Information supplied =>
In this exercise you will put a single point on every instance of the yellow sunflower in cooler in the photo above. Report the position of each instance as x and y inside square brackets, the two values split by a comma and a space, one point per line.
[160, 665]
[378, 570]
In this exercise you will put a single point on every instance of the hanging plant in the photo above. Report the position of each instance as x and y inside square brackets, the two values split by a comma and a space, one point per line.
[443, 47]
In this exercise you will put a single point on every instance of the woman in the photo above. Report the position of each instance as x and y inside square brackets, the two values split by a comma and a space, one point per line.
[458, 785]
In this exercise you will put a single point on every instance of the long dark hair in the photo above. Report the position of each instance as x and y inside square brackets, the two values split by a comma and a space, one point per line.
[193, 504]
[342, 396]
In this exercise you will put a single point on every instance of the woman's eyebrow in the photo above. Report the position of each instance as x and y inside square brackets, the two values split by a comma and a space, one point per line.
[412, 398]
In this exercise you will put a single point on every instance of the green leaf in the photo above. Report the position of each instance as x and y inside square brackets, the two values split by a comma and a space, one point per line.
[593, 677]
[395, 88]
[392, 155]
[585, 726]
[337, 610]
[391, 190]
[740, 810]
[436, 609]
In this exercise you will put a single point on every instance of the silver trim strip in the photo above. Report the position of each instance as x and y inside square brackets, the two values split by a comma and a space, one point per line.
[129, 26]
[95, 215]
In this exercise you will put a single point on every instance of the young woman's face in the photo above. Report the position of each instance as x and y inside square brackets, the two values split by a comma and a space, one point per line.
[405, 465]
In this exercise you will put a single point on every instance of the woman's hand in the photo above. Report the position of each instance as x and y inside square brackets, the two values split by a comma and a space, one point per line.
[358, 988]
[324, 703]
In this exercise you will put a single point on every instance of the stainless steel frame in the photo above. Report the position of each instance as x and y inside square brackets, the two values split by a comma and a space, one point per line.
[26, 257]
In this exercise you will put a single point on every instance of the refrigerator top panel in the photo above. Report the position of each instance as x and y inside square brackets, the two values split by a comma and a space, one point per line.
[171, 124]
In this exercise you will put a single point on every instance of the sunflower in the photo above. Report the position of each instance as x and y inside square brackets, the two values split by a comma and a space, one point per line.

How to complete this task =>
The records above are to be restated word for word, in full.

Completed task =>
In this exercise you will put a single point on every instance of the yellow sunflower in cooler in the photo above. Report the position of each instance as x and y inside square brackets, the two values split by a comma and a space, one point per line.
[160, 665]
[378, 570]
In this exercise you will put a single point on every instance of the hanging plant in the photo above. Report the position of each instance as x and y inside square brackets, the two values split by a comma and a space, one point per line.
[443, 47]
In this exercise you will put a single point on every instance of the woman in the photo above. Report the position of each instance as x and y inside square brackets, the two values split by a comma and a space, one point per line.
[458, 785]
In this exercise you will put a single point on every instance of the long dark hair in the photo above. Report the position of each instance as x and y inside square brackets, the two values split by a comma and a space, one point per line.
[193, 504]
[342, 396]
In this exercise you will put a single point on every instance of the woman's eyebrow in the photo above. Report the position of each instance as x and y inside square brackets, the two values split by a comma and a space, one point per line.
[412, 398]
In this exercise you will put a single point on every instance of the green leaf in the photo above. Report the position of each instance as x and y inside square brackets, the two values split by a comma and a space, one point per line.
[593, 677]
[395, 88]
[392, 155]
[585, 726]
[337, 610]
[391, 190]
[740, 810]
[436, 609]
In this exercise you will put a single point on every instance of the silver trim strip in the photo above. Report the position of each instance as x and y inside square brackets, the two values split by a comma and a space, one point per line.
[129, 26]
[95, 215]
In this exercise you will put a single point on every instance of the young woman's face in the photo above. Report the position of each instance as x and y inside square brackets, the two values split by a comma and a space, one point per line.
[405, 465]
In this exercise you will put a single point on every instance of the woman's hand in the photo above. Report the position of each instance as x and y inside square brackets, the two values split by a comma and a space, one point per line.
[358, 988]
[324, 703]
In this exercise you will put a single point on every instance of the stainless steel frame in the photo above. Report the position of each instance as x and y inside square brackets, the two values split by a comma and a space, one point per line.
[26, 257]
In this exercise you will put a single point on every instance of the refrigerator top panel in the photo above. Report the position of each instance as x and y inside square brackets, the two values split by a comma and a space, one point per line.
[171, 124]
In this exercise you will put a single point on every instance of the sunflower in the photo above. Report the position of each instance as x and y inside square brackets, the two values split by a comma and a space, one point per line.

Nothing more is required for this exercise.